# [What the task asks]
In the article below about the Clear airport security program, why do Clear members still go through the same security checks as other travelers? Explain in one to three sentences.

# [Quoted passage]
▬▬▬▬▬▬▬▬▬▬

LITTLE ROCK - Passing through Little Rock National Airport, Cornelis Ooms of Houston said he was looking forward to life in the fast lane.

Ooms is enrolling in Clear, a program that provides access to fast, members-only lanes at security checkpoints in some airports for a $128 annual fee. The lanes are available at airports in 17 cities, including Little Rock.

Ooms said he flies on business about three times a week, often to and from San Francisco, where security lines tend to be lengthy.

"If I fly from San Francisco, I have problems actually to get earlier access, so that's actually why," he said, explaining his decision to sign up for Clear's services. "I do not have problems up to now in other airports."

About 1,600 people have enrolled in Clear at the Little Rock airport since the program arrived in Arkansas' capital city last August, and another 400 have begun the enrollment process. About 190,000 have enrolled nationwide, and 90 percent have stuck with the program, the company says.

The Little Rock airport welcomed Clear with open arms. Airport spokeswoman T.J. Williams said Wednesday that as far as she knew the airport had received no complaints about the program.

"It's been a positive response from the people who use it," she said.

Clear is a private company that operates with the approval of the Transportation Security Administration. Founder and CEO Steven Brill, also the creator of Court TV, has said Clear aims to enhance security in the post-Sept. 11 world without strangling the free flow of people and commerce.

To enroll in Clear, a person must provide two forms of government-issued identification and allow his or her photo, fingerprints and iris images to be captured. Information is provided to the TSA, which conducts a security screen - and continues to screen the person periodically as long as he or she remains a member.

Each member is issued a Clear card which can be fed into a kiosk at any participating airport. The kiosk uses biometric scanning technology to confirm the person's identity.

Clear members still have to go through the same security checks at the airport as everyone else - a clean record doesn't guarantee a person isn't a terrorist - but attendants are on hand to help speed up the process. Having their own lane also helps members get through security quickly, usually in under 5 minutes, the company claims.

In announcing the arrival of Clear in Little Rock last August, company officials said the kiosks would scan members' shoes, eliminating the need for them to remove their shoes for security personnel. That technology has yet to be implemented, however.

"It's in the TSA lab being tested, and we're hopeful of having it out there," Brill said in a phone interview Wednesday. "Just as soon as they give us the word, we will deploy it."

The company has its critics. Some question whether it is fair for people who can afford to pay an extra fee to get special treatment at airport security checkpoints, which are financed by a security fee paid by all fliers, not just Clear members.

▬▬▬▬▬▬▬▬▬▬

# [Excerpted records]
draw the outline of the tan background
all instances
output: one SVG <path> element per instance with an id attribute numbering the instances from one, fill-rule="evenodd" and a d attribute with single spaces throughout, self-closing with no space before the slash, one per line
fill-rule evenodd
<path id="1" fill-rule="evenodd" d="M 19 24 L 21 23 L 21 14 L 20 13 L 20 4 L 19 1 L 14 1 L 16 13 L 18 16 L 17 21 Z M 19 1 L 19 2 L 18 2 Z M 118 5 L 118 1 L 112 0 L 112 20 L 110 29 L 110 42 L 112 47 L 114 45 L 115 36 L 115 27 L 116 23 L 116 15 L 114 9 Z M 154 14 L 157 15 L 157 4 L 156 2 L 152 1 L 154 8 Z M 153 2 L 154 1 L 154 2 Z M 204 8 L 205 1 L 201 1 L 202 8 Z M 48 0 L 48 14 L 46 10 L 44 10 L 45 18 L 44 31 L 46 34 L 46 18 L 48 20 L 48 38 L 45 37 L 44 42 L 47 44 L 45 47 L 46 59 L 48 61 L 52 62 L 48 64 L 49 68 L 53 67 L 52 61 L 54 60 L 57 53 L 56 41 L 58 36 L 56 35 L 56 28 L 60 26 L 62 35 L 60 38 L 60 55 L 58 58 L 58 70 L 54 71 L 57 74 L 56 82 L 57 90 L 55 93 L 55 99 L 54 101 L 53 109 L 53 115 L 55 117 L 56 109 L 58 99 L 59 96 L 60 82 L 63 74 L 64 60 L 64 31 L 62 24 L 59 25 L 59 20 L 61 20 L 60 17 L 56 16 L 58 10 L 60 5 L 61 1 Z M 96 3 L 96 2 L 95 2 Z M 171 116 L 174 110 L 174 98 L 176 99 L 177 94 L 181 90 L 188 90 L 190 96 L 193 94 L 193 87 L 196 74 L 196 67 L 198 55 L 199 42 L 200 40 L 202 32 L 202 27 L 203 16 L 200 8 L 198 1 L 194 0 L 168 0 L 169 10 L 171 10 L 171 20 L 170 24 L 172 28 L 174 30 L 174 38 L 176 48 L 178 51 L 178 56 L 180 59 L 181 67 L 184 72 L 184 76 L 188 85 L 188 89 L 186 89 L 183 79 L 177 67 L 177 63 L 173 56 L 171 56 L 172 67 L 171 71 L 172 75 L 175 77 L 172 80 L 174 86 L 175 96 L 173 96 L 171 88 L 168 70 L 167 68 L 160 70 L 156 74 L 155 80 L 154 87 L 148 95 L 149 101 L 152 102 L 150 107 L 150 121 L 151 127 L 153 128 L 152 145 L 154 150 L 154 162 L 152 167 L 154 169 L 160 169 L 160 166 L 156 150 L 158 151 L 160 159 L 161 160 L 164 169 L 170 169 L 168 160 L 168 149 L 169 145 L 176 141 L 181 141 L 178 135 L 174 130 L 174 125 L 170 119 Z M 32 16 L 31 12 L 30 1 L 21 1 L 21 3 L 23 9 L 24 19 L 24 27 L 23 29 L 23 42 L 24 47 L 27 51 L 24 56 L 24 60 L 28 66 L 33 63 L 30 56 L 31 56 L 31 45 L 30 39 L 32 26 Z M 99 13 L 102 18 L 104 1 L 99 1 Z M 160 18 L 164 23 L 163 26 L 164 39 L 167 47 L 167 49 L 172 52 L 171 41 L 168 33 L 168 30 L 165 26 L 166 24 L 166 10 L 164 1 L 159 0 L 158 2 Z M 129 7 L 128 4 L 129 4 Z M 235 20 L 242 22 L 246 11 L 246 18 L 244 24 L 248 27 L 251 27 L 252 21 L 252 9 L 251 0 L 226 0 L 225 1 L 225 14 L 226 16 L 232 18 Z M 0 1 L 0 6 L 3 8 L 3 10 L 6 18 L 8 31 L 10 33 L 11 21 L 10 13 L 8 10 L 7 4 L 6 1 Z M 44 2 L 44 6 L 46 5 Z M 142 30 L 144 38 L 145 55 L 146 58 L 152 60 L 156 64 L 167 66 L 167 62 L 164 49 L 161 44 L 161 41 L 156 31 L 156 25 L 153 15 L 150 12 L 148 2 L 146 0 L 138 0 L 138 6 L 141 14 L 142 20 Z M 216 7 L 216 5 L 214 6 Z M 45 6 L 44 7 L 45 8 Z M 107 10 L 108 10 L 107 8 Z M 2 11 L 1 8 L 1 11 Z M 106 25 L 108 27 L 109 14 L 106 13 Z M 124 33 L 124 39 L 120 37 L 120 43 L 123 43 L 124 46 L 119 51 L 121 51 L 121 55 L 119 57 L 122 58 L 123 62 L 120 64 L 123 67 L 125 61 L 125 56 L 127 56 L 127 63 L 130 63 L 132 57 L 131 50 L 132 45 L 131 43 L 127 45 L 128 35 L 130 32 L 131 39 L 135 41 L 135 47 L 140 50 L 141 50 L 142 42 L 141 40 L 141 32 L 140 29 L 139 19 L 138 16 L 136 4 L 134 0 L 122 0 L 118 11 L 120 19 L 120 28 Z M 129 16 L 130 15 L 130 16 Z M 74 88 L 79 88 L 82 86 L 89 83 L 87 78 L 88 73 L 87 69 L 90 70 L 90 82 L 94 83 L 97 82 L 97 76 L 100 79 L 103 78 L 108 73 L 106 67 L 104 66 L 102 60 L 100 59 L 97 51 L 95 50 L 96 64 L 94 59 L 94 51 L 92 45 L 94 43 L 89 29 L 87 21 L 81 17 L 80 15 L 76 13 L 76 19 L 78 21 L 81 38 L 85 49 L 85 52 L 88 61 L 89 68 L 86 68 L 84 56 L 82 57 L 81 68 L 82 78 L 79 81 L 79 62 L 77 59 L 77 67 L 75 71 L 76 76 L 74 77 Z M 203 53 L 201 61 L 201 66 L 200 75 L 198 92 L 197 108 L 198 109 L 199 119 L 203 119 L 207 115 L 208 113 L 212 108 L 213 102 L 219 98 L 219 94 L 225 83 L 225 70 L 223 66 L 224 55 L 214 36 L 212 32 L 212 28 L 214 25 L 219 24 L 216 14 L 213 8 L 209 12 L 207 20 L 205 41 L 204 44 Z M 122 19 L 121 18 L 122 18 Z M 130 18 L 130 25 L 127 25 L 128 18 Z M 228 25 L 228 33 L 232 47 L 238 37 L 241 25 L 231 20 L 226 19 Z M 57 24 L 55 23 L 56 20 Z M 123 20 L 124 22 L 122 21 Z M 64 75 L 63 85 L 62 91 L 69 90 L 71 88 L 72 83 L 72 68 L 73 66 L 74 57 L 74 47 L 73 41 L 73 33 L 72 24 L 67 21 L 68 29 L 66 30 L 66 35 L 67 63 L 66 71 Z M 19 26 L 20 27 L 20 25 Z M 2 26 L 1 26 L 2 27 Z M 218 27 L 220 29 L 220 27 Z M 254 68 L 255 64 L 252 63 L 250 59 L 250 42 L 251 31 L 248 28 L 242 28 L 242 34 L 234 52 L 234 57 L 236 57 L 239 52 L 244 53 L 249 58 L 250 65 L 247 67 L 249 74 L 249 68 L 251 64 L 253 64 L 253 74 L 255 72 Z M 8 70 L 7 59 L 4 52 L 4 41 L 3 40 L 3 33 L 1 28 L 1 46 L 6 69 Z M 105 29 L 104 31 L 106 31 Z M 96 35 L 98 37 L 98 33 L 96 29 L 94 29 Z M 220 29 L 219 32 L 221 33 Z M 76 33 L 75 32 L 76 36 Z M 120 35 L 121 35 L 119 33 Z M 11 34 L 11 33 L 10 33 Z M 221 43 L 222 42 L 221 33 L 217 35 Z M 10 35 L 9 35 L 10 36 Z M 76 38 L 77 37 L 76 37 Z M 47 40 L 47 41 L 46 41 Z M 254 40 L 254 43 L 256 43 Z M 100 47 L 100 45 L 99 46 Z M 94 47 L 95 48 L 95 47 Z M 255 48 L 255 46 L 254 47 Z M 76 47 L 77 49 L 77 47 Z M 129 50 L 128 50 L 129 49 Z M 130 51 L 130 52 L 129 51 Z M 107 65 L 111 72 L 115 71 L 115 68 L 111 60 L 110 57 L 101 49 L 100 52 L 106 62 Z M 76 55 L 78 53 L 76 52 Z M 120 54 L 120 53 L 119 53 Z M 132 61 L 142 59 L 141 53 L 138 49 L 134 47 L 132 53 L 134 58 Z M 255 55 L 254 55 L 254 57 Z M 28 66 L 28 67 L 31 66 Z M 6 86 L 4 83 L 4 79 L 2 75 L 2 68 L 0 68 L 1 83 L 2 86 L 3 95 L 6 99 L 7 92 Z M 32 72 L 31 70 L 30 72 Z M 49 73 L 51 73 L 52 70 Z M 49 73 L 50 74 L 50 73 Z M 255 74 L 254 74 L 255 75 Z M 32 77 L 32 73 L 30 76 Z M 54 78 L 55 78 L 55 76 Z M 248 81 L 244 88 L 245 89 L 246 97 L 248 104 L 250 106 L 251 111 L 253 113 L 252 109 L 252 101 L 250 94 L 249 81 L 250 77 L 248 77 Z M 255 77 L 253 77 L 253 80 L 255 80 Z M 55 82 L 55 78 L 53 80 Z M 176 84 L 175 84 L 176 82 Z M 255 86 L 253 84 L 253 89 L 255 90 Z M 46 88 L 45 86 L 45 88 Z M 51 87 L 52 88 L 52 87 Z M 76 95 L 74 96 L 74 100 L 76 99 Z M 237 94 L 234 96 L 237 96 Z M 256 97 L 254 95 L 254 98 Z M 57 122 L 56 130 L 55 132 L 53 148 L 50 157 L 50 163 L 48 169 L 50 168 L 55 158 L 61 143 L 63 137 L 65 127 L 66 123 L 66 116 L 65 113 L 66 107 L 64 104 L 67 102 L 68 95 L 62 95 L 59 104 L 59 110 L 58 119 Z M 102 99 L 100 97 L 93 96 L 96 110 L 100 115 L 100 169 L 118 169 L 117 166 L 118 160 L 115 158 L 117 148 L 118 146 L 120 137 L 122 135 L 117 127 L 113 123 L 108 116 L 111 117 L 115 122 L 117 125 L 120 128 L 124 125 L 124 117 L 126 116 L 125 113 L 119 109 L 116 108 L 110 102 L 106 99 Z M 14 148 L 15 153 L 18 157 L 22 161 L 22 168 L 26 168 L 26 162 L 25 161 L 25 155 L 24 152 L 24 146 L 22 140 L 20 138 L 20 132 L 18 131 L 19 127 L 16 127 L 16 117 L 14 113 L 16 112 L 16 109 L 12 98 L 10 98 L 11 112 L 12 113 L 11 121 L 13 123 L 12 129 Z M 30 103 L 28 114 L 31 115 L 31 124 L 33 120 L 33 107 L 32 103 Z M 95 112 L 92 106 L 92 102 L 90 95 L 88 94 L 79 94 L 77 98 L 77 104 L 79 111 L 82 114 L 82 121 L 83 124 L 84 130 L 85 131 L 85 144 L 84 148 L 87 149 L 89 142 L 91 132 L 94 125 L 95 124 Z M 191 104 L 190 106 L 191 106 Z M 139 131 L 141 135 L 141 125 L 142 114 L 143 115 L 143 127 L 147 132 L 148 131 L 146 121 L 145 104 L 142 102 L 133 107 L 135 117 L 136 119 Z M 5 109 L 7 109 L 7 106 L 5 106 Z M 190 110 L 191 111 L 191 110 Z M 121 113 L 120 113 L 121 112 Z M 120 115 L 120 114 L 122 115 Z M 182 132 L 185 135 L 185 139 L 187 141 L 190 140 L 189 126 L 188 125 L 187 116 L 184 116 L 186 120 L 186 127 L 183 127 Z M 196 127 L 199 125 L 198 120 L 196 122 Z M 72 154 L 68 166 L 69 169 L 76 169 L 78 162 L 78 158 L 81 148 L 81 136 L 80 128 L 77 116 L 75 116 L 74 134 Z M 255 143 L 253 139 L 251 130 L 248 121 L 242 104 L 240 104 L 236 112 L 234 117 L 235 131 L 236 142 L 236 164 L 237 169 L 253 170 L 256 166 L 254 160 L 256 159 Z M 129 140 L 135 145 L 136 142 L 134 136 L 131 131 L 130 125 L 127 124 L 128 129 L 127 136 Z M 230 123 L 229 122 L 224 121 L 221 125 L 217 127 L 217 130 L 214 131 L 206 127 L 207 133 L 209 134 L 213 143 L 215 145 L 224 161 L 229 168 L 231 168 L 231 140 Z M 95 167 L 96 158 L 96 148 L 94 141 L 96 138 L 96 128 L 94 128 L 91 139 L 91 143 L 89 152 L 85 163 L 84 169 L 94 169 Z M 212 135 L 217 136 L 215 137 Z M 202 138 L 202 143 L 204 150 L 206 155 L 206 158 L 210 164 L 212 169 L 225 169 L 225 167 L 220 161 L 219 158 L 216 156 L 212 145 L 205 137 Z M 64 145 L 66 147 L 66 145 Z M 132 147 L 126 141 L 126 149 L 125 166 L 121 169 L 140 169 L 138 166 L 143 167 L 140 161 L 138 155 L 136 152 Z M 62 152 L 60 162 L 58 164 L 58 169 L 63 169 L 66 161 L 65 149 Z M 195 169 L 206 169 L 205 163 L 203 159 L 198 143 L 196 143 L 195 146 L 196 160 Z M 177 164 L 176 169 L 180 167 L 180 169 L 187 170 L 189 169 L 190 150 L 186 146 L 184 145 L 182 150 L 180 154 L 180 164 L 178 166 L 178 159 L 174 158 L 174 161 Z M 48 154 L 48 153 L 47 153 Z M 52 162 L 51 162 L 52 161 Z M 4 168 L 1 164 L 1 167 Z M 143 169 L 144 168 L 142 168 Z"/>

▬▬▬▬▬▬▬▬▬▬

# [Task output]
Clear members still go through the same security checks as everyone else because a clean record doesn't guarantee that a person isn't a terrorist.